Start

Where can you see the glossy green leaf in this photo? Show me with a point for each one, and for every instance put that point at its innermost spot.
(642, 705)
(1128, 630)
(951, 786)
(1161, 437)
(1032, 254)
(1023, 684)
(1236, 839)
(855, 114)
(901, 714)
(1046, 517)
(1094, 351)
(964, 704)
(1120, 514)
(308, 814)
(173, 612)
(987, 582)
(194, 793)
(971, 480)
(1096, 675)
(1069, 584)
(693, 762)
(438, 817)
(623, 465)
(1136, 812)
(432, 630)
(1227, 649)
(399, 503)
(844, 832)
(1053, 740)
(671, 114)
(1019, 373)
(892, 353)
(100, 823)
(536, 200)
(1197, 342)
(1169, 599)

End

*Given instruction*
Render the data above as a Markdown table with two columns, Row and Line. Give each nonblank line its own row, numbered in order, and leave out blank lines.

*Task answer*
| Row | Line |
|---|---|
| 1 | Where can you see the glossy green leaf in this photo? Show me with a point for each one, and for every instance put that point at its innermost spot. |
| 2 | (642, 705) |
| 3 | (1128, 630) |
| 4 | (951, 786) |
| 5 | (1161, 437) |
| 6 | (1032, 254) |
| 7 | (1023, 684) |
| 8 | (1236, 839) |
| 9 | (855, 114) |
| 10 | (901, 714) |
| 11 | (1046, 517) |
| 12 | (1094, 351) |
| 13 | (964, 704) |
| 14 | (1120, 514) |
| 15 | (308, 814) |
| 16 | (173, 612) |
| 17 | (987, 582) |
| 18 | (194, 793) |
| 19 | (971, 480) |
| 20 | (1096, 675) |
| 21 | (1069, 584) |
| 22 | (693, 762) |
| 23 | (438, 817) |
| 24 | (623, 465) |
| 25 | (1136, 812) |
| 26 | (432, 630) |
| 27 | (1227, 649) |
| 28 | (399, 503) |
| 29 | (844, 832) |
| 30 | (1053, 740) |
| 31 | (671, 114) |
| 32 | (1019, 373) |
| 33 | (892, 353) |
| 34 | (100, 823) |
| 35 | (536, 200) |
| 36 | (1197, 342) |
| 37 | (1169, 599) |